Write out every item below word for word, omitting the images.

--- Records shown ---

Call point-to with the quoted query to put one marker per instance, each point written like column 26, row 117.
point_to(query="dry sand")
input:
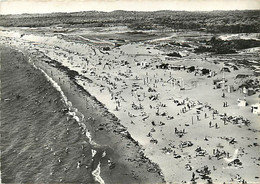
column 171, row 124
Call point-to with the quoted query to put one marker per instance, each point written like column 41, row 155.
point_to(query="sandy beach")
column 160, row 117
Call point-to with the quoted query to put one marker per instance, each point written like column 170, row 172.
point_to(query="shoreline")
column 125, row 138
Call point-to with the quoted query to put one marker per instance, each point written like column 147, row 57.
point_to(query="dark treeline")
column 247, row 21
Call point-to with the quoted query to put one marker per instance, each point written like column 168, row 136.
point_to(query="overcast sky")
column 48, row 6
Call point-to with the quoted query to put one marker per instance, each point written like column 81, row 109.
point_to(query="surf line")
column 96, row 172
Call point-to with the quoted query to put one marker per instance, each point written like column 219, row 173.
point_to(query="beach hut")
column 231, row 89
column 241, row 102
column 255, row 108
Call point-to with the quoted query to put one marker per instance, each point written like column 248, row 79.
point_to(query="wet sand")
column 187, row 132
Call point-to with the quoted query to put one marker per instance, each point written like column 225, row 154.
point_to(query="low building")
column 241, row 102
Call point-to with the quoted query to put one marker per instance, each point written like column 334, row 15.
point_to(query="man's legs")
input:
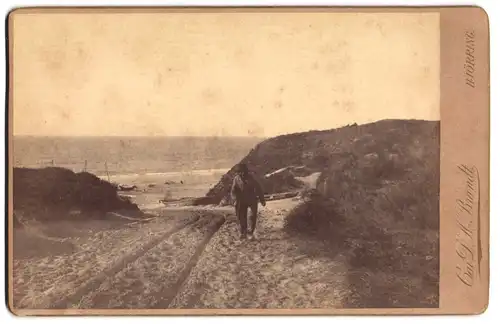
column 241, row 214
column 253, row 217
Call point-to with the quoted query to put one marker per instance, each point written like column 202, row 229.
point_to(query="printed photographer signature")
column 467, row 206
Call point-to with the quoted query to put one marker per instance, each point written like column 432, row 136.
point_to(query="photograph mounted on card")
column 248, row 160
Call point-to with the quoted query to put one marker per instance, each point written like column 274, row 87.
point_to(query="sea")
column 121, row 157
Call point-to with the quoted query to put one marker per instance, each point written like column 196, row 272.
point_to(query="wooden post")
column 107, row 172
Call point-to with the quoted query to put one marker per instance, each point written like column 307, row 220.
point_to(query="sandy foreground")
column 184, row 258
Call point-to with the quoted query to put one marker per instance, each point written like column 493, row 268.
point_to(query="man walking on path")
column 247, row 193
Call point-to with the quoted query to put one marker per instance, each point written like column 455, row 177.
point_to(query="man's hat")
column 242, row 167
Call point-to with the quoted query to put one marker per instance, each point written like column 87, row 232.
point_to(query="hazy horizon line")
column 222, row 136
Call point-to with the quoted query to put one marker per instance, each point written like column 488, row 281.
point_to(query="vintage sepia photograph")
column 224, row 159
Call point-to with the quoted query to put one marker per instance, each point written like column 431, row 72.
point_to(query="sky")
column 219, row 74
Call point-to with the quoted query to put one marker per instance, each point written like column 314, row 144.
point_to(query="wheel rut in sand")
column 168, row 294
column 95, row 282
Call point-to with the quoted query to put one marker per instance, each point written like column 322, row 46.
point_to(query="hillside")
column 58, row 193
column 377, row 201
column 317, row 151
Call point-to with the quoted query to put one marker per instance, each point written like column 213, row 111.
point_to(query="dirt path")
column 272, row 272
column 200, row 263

---

- [Finished task]
Call point-to with the quoted query to put one marker per instance, each point written like column 26, row 117.
point_to(query="dry sand")
input:
column 171, row 124
Call point-to with the quoted query to put one marker per instance, each point written like column 41, row 155.
point_to(query="sandy beach")
column 160, row 117
Call point-to with the quoted query to put one marker per instance, each point written like column 170, row 172.
point_to(query="shoreline")
column 125, row 138
Call point-to with the quoted query to put one marker per instance, each point written like column 147, row 57.
point_to(query="dark treeline")
column 247, row 21
Call point-to with the quoted query to put one marker per instance, each point written like column 168, row 136.
point_to(query="overcast sky")
column 48, row 6
Call point-to with the quoted query to put one marker per instance, each point written like column 81, row 109.
point_to(query="surf line")
column 96, row 172
Call point-to with the quoted query to put one marker per instance, each point written like column 219, row 173.
point_to(query="beach hut")
column 231, row 89
column 241, row 102
column 255, row 108
Call point-to with the quoted query to put one marker per instance, each point written like column 248, row 79.
point_to(query="wet sand")
column 187, row 132
Call point-to with the quoted query to put one marker per instance, each point written like column 225, row 154.
point_to(query="low building")
column 241, row 102
Call point-to with the quoted query to put one marker per instance, each point written like column 334, row 15.
point_to(query="man's legs")
input:
column 241, row 214
column 253, row 217
Call point-to with the quoted query to put one marker per instance, each point written like column 202, row 229.
point_to(query="printed photographer signature")
column 467, row 206
Call point-to with the quoted query to put one marker per instance, each point written like column 432, row 136.
point_to(query="photograph mounted on card")
column 248, row 160
Call point-to with the quoted query to put one marker per instance, each point written like column 274, row 87.
point_to(query="sea")
column 121, row 157
Call point-to with the quoted query to put one marker per instance, each point written like column 196, row 272.
point_to(query="wooden post")
column 107, row 172
Call point-to with the quoted query to put one marker per instance, each point written like column 307, row 220.
point_to(query="sandy foreground")
column 184, row 258
Call point-to with the quoted query to put one marker per instance, each point written like column 493, row 268.
point_to(query="man walking on path")
column 247, row 193
Call point-to with the quoted query to put one marker per instance, each point written like column 455, row 177.
point_to(query="man's hat")
column 242, row 167
Call point-to with the quoted query to put one marker per instance, each point written like column 87, row 232.
point_to(query="hazy horizon line")
column 222, row 136
Call point-to with the quoted query to put one marker per instance, each point written like column 488, row 281.
point_to(query="vintage sepia photograph")
column 224, row 159
Call point-to with the quoted query to put one marker per instance, each point written like column 431, row 72.
point_to(query="sky")
column 219, row 74
Call point-to with the quoted query to put one marker per instance, each point written like column 314, row 144.
point_to(query="wheel rut in sand")
column 168, row 294
column 95, row 282
Call point-to with the quoted query to put one marker per instance, each point written like column 322, row 46.
point_to(query="hillside")
column 58, row 193
column 377, row 201
column 317, row 151
Call point-to with the quoted query to put one marker per instance, each point written like column 213, row 111.
point_to(query="dirt path")
column 272, row 272
column 200, row 263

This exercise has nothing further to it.